---------- Records for this exercise ----------
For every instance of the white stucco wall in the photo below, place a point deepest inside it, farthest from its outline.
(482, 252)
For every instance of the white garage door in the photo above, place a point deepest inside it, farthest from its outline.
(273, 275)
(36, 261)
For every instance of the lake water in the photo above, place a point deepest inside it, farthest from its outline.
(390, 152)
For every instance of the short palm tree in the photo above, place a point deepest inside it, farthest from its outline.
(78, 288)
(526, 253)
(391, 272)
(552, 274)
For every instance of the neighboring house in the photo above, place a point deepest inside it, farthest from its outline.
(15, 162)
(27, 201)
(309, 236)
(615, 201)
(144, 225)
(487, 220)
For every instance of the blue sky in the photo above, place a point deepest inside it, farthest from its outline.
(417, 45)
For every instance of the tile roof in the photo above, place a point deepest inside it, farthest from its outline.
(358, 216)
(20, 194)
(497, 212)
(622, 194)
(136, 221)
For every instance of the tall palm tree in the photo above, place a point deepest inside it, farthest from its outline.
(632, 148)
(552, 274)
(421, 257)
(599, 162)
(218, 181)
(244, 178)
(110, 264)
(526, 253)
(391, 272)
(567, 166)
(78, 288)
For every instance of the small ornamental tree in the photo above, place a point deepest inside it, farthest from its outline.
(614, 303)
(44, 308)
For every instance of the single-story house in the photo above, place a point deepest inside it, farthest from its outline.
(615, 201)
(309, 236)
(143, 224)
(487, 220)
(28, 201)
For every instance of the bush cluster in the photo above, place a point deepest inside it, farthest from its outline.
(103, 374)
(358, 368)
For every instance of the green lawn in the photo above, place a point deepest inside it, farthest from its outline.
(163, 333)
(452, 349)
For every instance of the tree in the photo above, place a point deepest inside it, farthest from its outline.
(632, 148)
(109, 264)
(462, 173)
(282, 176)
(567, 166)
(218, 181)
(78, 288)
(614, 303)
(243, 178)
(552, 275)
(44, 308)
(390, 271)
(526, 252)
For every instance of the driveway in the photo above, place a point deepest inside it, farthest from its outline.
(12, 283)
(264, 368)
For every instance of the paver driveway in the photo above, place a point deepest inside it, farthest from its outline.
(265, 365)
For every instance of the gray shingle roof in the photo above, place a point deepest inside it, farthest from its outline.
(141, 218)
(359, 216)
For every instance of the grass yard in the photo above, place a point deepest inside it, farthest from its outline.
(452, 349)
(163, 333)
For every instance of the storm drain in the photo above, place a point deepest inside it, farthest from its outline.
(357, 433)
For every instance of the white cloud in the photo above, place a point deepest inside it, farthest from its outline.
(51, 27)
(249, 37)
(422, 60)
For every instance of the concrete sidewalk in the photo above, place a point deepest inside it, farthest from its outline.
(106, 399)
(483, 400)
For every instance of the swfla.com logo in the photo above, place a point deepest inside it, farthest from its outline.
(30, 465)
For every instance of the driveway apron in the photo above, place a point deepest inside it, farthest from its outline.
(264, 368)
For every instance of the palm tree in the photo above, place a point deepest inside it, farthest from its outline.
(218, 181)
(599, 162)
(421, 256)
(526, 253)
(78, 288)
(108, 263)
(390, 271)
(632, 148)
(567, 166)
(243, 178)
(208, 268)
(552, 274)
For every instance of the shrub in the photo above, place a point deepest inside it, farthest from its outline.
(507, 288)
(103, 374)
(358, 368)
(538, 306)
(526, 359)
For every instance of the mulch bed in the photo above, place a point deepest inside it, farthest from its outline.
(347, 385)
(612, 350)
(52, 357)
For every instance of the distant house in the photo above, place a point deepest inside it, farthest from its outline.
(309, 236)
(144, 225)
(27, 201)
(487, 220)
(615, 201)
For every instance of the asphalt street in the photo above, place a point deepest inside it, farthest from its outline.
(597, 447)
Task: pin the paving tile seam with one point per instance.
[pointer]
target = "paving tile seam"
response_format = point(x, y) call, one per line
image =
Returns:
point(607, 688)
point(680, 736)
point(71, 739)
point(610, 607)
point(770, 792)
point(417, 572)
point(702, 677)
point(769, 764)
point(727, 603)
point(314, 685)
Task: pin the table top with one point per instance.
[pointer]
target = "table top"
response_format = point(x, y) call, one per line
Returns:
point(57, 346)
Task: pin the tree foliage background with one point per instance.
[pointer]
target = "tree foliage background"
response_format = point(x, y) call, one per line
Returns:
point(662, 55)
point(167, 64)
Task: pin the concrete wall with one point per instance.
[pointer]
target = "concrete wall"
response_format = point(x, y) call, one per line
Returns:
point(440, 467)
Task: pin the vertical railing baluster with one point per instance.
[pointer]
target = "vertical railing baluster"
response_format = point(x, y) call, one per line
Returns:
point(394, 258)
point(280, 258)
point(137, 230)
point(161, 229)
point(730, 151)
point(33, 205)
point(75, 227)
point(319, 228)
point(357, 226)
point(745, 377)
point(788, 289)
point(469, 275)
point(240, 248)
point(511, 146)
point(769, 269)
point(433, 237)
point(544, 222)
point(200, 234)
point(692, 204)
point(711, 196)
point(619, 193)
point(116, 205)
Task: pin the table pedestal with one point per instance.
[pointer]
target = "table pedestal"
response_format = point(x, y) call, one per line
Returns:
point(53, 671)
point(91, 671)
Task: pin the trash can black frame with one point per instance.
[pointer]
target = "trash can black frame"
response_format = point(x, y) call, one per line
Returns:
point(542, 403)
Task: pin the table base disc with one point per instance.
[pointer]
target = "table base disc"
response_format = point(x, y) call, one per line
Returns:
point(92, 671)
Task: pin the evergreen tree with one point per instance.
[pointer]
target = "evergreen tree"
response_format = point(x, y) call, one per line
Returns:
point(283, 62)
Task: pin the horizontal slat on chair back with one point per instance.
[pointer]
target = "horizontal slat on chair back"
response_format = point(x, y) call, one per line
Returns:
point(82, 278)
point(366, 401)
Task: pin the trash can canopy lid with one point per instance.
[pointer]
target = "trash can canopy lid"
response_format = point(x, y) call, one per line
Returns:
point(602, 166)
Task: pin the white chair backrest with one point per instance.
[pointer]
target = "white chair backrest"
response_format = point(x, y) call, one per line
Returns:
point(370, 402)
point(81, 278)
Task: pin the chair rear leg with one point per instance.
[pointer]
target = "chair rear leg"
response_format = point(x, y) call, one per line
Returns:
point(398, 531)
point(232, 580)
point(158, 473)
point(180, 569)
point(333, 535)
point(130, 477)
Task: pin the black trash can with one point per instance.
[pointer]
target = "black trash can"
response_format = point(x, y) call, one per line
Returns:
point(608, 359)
----------
What you will do:
Look over the records. Copy the lines that include the word "black".

Response below:
Task: pin the trash can black frame with one point per instance.
target = "trash can black frame"
Task: pin the black trash can with one point per instance.
target = "black trash can"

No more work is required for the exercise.